## Task objective
Return all of the data exactly as written, without the pictures.

(Labeled-object pointing entries)
»»

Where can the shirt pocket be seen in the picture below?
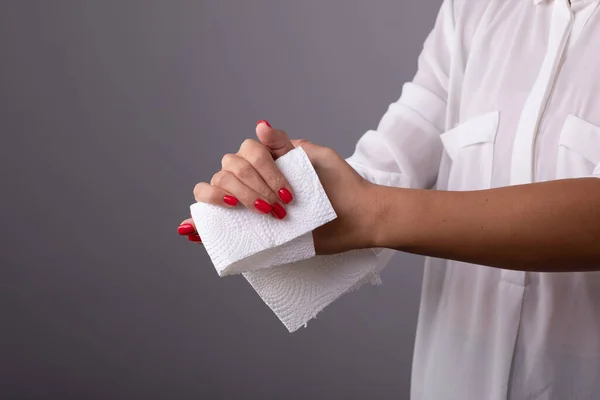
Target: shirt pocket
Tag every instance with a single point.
(469, 149)
(578, 149)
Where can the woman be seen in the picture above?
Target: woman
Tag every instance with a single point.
(503, 120)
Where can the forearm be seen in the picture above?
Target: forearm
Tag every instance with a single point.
(545, 227)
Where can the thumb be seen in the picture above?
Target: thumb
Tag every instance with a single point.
(276, 140)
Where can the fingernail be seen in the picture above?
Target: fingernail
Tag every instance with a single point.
(285, 195)
(186, 229)
(262, 121)
(230, 200)
(262, 206)
(279, 211)
(195, 238)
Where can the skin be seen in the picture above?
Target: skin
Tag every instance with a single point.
(540, 227)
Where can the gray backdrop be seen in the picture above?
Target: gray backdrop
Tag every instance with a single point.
(110, 112)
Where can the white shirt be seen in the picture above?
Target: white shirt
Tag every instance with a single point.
(507, 92)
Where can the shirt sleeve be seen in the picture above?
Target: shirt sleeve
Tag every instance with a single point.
(405, 150)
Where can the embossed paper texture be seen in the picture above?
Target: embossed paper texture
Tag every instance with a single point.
(277, 257)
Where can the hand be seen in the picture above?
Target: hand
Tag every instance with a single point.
(352, 196)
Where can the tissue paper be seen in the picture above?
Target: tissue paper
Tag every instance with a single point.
(240, 240)
(277, 257)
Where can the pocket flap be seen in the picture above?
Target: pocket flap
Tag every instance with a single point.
(583, 137)
(480, 129)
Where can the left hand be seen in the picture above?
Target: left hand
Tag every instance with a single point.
(351, 195)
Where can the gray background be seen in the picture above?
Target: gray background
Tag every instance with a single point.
(110, 112)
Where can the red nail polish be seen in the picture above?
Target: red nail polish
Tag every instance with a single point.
(262, 206)
(230, 200)
(195, 238)
(285, 195)
(262, 121)
(186, 229)
(279, 211)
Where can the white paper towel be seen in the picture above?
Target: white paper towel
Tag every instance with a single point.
(277, 257)
(240, 240)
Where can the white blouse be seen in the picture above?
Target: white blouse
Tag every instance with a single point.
(507, 92)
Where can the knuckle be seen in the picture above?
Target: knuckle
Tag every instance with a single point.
(261, 159)
(244, 171)
(228, 159)
(199, 190)
(220, 178)
(248, 144)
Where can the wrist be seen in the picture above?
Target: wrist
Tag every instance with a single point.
(397, 215)
(379, 215)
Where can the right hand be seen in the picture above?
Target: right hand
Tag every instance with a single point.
(249, 177)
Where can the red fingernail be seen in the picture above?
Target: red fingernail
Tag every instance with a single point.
(186, 229)
(262, 206)
(262, 121)
(285, 195)
(230, 200)
(279, 211)
(195, 238)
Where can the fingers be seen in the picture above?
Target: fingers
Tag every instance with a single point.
(276, 140)
(224, 182)
(188, 228)
(255, 166)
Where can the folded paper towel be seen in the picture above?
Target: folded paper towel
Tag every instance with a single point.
(277, 257)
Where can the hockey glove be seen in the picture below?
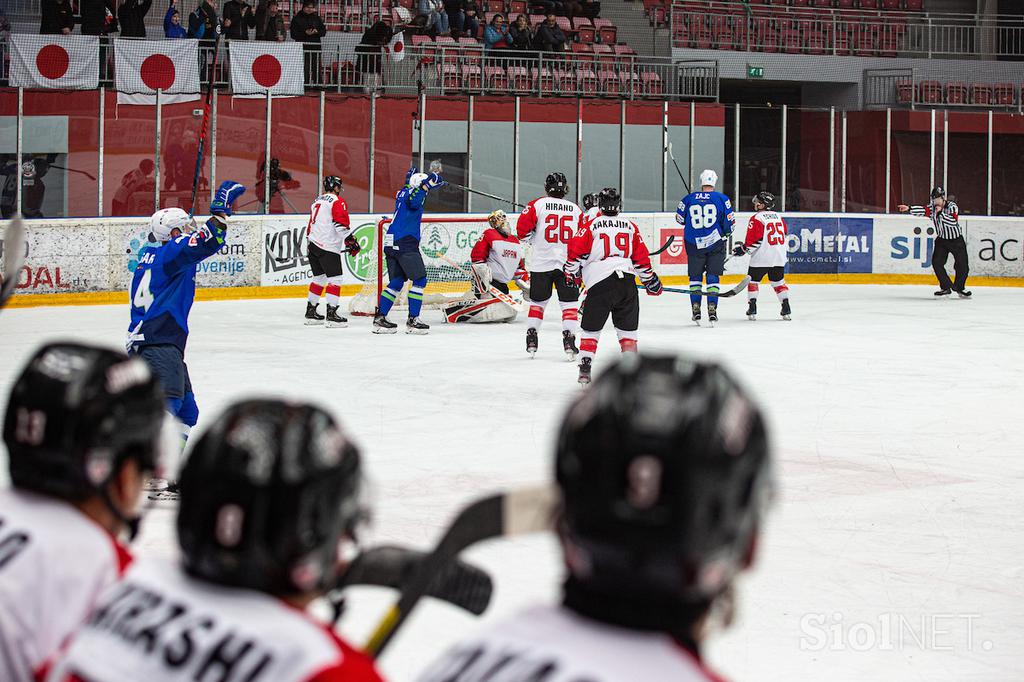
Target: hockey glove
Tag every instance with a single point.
(352, 246)
(227, 194)
(652, 285)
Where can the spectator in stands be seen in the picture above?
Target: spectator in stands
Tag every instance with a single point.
(131, 17)
(56, 17)
(97, 17)
(239, 17)
(549, 36)
(521, 35)
(203, 23)
(269, 22)
(307, 28)
(433, 10)
(496, 35)
(172, 23)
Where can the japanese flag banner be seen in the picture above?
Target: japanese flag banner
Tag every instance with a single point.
(67, 62)
(261, 66)
(142, 67)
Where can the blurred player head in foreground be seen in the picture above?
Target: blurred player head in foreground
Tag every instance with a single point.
(270, 497)
(664, 467)
(84, 425)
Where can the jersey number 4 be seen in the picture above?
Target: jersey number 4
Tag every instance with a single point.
(143, 297)
(558, 228)
(702, 217)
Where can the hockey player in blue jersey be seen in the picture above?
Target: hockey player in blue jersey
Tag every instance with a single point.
(401, 250)
(163, 290)
(708, 220)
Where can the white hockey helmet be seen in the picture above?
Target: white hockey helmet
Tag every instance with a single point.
(418, 179)
(166, 220)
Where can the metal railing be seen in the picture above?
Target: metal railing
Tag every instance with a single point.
(834, 32)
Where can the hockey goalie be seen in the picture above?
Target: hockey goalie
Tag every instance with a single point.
(497, 259)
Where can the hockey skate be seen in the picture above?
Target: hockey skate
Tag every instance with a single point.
(383, 326)
(568, 343)
(333, 318)
(585, 368)
(414, 326)
(312, 317)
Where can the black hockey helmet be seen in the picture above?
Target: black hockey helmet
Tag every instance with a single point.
(664, 466)
(609, 202)
(267, 495)
(76, 414)
(332, 183)
(766, 199)
(556, 185)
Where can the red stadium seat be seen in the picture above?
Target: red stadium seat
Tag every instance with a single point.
(981, 94)
(956, 93)
(1005, 93)
(930, 92)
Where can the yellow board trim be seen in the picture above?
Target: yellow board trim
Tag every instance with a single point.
(299, 291)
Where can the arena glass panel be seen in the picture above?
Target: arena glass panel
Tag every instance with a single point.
(294, 147)
(346, 146)
(129, 178)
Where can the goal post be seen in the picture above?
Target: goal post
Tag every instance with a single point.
(441, 237)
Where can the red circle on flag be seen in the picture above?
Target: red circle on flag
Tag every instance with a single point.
(158, 72)
(266, 71)
(52, 61)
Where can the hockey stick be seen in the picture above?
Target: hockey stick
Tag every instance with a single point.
(668, 243)
(728, 293)
(500, 515)
(13, 255)
(483, 194)
(206, 123)
(459, 583)
(673, 157)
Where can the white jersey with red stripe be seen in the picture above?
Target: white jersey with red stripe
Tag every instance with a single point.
(54, 563)
(502, 253)
(555, 644)
(160, 625)
(329, 222)
(766, 239)
(552, 223)
(611, 244)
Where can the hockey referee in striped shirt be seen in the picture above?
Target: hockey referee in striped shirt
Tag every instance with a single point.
(948, 240)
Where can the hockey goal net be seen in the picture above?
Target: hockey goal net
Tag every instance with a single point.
(442, 241)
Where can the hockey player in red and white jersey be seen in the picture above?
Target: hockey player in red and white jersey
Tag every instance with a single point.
(83, 432)
(606, 255)
(496, 259)
(270, 501)
(551, 221)
(665, 472)
(330, 238)
(765, 242)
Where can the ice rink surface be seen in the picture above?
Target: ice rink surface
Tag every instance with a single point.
(896, 545)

««

## Exercise solution
Where can the shirt pocket be seen in the picture below?
Target: shirt pocket
Tag every instance with a single point.
(469, 149)
(578, 149)
Where can the woman be seen in the picture above?
Target: woman
Tag every instance with a single point.
(503, 120)
Where can the forearm be seen in the picture above?
Target: forearm
Tag every instance with a single point.
(545, 227)
Where can the thumb be seen in the picture above?
Target: thumb
Tag every instance with a single point.
(276, 140)
Where can the fingernail be seen in the picture above?
Target: fingernail
Tag every instance with a single point.
(285, 195)
(186, 229)
(262, 121)
(230, 200)
(262, 206)
(279, 211)
(195, 238)
Where can the skin be seen in the picture above?
Target: skin
Tag every instance with a single point.
(540, 227)
Where can the gray backdrop be seen in the picture above?
Target: gray backdrop
Tag every instance with a single point.
(110, 112)
Where can the white shirt be seen in the picture above?
Target: white shirt
Tag every instance with a single point.
(507, 92)
Where can the shirt sleeve be seen in the picture above?
Target: shirt sleeve
Tag every instance with a single point.
(405, 150)
Where can the embossed paper texture be seen in the picture above?
Target: embossed paper texture
Tag every instance with a single point.
(277, 257)
Where can the hand be seen in the picture above?
Target: hand
Tag every instance with a single point.
(352, 196)
Where can the tissue paper be seen in the picture above?
Target: tissue paper
Tag every instance with a single point.
(240, 240)
(277, 257)
Where can the pocket flap be seen in the picture above?
Target: pocket flap
Tag every instance with a single point.
(583, 137)
(480, 129)
Where can the left hand be seen in the picture above?
Target: left hand
Tag every instance with a single point.
(351, 195)
Where can the gray background be seen in the picture above?
Target: gray background
Tag every instance with a single point.
(110, 112)
Where can the red nail polish be seen in the picture above?
Target: red nail polish
Tag every instance with a single point.
(262, 206)
(230, 200)
(195, 238)
(285, 195)
(262, 121)
(186, 229)
(279, 211)
Where can the white paper towel be seen in the picture above?
Target: white paper towel
Tag every instance with a single point.
(277, 257)
(240, 240)
Where can the white blouse be seen in the picture above?
Target: white blouse
Tag every instance with a single point.
(507, 92)
Where can the knuckle be seen in the picture above?
Target: knuckle
Tag every instance with a single point.
(261, 159)
(244, 171)
(228, 159)
(199, 190)
(220, 178)
(248, 144)
Where can the wrist be seen in the picture above?
Target: wrist
Tag every instance with a single point.
(397, 215)
(379, 215)
Where can the right hand be seen in the picture above?
Target: right hand
Tag every instance with a single point.
(249, 177)
Where can the red fingernail be seen in the picture above?
Target: red fingernail
Tag every instance with a single point.
(186, 229)
(262, 206)
(262, 121)
(285, 195)
(230, 200)
(279, 211)
(195, 238)
Where can the fingers be seen in the picture above?
Target: fingers
Tag every instance with a single point.
(276, 140)
(224, 182)
(188, 228)
(255, 166)
Where can the folded paper towel be seen in the picture above?
Target: folded paper towel
Tag every instance with a single point.
(277, 257)
Where can the hockey glove be seen in the picture below?
Target: hockey glove
Tag every instance with a single point.
(352, 246)
(227, 194)
(652, 285)
Where can the spectator in stands be seen in the picture above?
Target: spectator in stands
Tag every instance with a single point.
(131, 17)
(56, 17)
(97, 17)
(239, 17)
(549, 36)
(521, 35)
(203, 23)
(269, 22)
(307, 28)
(433, 10)
(496, 35)
(172, 23)
Where can the japanese flag banner be seen in the picture above?
Target: japanese flag banner
Tag every instance with a single point.
(67, 62)
(261, 66)
(142, 67)
Where can the blurred player head in foreground be seen in the picture above?
Target: blurred player head in foreground
Tag every instance with a single point.
(270, 497)
(664, 467)
(84, 425)
Where can the jersey number 4 be seen in the picture above?
Target: jersey number 4
Tag every instance with a single point.
(143, 297)
(558, 228)
(702, 217)
Where can the hockey player in blue jersey be seen in the picture above?
Target: hockey player in blue jersey
Tag every instance with a single point.
(401, 250)
(163, 290)
(708, 220)
Where can the white hockey helmet be seen in the picture above?
Target: white hockey helmet
Tag every instance with a single point.
(418, 179)
(166, 220)
Where can the metal railing be seen in the picture above?
Target: metal railing
Tag every instance with a single point.
(834, 32)
Where can the hockey goalie be seen in the picture above?
Target: hockey goalie
Tag every instance with a single point.
(497, 259)
Where can the hockey skate be seen in the picture above?
Target: hockey skate
Tag every instance with a single point.
(383, 326)
(568, 343)
(333, 318)
(585, 368)
(414, 326)
(312, 317)
Where can the black hockey helmet be seen in the picture above?
Target: black hockey helmet
Tag every instance with a single point.
(664, 466)
(609, 202)
(267, 495)
(76, 414)
(332, 183)
(766, 199)
(556, 185)
Where can the red stadium seat be seen in the picture above?
Target: red stadium seat
Tag every instance with a single point.
(981, 94)
(956, 93)
(1005, 93)
(930, 92)
Where can the yellow board trim be seen in the picture above?
Target: yellow board trim
Tag every instance with a single point.
(299, 291)
Where can the arena glass panel be seen in the picture above?
Target: arena glass panel
Tag every instance with a single point.
(294, 147)
(346, 146)
(129, 178)
Where can the goal post be seen in the picture above?
Target: goal post
Tag every instance with a single point.
(441, 237)
Where can the red circle on flag be seen in the picture above?
Target: red circle on flag
Tag every instance with a single point.
(158, 72)
(266, 71)
(52, 61)
Where can the hockey stick be seen in the picture above?
Target: hockey stick
Tag every instance with a single point.
(668, 243)
(728, 293)
(500, 515)
(13, 255)
(483, 194)
(206, 123)
(459, 583)
(673, 157)
Where can the white jersey with red stripe be seen in the picture above?
Target: white jersey with red stripe
Tag every instance with a single point.
(54, 563)
(502, 253)
(555, 644)
(160, 625)
(329, 222)
(766, 239)
(552, 223)
(611, 244)
Where can the hockey referee in striped shirt be seen in the picture above?
Target: hockey referee in striped shirt
Tag every instance with a single point.
(948, 240)
Where can the hockey goal net be seen in the picture above?
Target: hockey goal net
Tag every instance with a single point.
(442, 241)
Where can the hockey player in red and white jersey be seen in the picture above?
Target: hockey player in red and white jersey
Tag every instance with a single point.
(83, 432)
(606, 255)
(496, 259)
(270, 501)
(551, 221)
(665, 472)
(330, 238)
(765, 242)
Where can the ice rink surface be seen in the picture above?
Target: ice rink surface
Tag every instance with a single point.
(896, 545)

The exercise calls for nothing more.